• **YOUR OBJECTIVE**: Rewrite the lines starting at the very first line and ending at the line that contains "[262, 83, 462, 258]", swapping "Agent workflow" for "Automated session" and keeping everything else the same.
-------- RECORDS SHOWN
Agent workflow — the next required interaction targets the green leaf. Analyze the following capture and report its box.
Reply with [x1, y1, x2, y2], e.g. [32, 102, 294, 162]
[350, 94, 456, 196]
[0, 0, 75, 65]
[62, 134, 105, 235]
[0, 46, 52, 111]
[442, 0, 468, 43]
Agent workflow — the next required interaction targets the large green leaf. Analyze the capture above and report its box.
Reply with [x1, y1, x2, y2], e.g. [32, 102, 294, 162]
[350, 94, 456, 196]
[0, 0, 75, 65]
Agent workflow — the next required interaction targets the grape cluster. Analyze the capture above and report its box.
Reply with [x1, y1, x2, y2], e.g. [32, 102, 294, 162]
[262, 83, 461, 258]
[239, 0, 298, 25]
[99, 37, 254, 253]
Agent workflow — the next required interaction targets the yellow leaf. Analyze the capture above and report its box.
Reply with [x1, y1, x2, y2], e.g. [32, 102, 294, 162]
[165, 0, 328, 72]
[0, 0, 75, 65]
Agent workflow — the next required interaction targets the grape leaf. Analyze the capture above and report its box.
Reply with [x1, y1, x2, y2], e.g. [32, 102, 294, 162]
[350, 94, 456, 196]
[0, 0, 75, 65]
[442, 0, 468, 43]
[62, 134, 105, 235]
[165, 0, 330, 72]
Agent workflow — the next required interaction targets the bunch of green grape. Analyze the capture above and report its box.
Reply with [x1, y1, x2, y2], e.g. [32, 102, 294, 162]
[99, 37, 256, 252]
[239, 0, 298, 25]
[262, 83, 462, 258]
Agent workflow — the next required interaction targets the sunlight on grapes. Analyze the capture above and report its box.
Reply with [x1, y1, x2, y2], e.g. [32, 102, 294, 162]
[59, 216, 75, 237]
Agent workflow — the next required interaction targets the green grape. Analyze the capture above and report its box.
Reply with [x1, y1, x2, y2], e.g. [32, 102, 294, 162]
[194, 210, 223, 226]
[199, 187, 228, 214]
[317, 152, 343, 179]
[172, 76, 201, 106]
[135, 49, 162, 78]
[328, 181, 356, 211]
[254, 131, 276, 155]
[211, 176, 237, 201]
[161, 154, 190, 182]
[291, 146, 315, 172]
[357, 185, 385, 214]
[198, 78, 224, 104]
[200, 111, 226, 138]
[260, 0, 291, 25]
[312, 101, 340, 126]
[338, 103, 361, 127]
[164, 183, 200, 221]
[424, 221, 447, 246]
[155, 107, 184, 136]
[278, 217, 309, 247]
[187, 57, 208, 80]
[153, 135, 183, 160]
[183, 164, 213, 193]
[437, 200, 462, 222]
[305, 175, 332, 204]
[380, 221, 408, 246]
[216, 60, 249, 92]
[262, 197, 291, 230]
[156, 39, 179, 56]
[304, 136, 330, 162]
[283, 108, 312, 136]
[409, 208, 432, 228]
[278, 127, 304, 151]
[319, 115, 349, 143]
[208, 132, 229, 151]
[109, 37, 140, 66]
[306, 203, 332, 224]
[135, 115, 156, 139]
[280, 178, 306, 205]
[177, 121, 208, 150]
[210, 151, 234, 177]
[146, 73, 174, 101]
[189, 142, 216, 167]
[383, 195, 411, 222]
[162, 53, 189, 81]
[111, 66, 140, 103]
----------------
• **EXPECTED ANSWER**:
Automated session — the next required interaction targets the green leaf. Analyze the following capture and report its box.
Reply with [x1, y1, x2, y2], e.g. [32, 102, 294, 162]
[350, 94, 456, 196]
[0, 0, 75, 65]
[62, 134, 105, 235]
[0, 46, 52, 111]
[442, 0, 468, 43]
Automated session — the next required interaction targets the large green leaf. Analyze the capture above and report its box.
Reply with [x1, y1, x2, y2], e.g. [32, 102, 294, 162]
[350, 94, 456, 196]
[0, 0, 75, 65]
Automated session — the next required interaction targets the grape cluster. Analyze the capture above and report its box.
Reply with [x1, y1, x2, y2], e.g. [32, 102, 294, 162]
[262, 83, 461, 258]
[239, 0, 298, 25]
[99, 37, 254, 253]
Automated session — the next required interaction targets the yellow leaf. Analyze the capture above and report its box.
Reply with [x1, y1, x2, y2], e.g. [32, 102, 294, 162]
[165, 0, 328, 72]
[0, 0, 75, 65]
Automated session — the next required interaction targets the grape leaf. Analyze the capture above and report its box.
Reply with [x1, y1, x2, y2], e.g. [32, 102, 294, 162]
[350, 94, 456, 196]
[0, 0, 75, 65]
[442, 0, 468, 43]
[62, 134, 105, 235]
[165, 0, 330, 72]
Automated session — the next required interaction targets the bunch of green grape. Analyze the capture above and report its box.
Reply with [x1, y1, x2, y2], e.g. [32, 102, 294, 162]
[99, 37, 256, 252]
[239, 0, 298, 25]
[262, 83, 462, 258]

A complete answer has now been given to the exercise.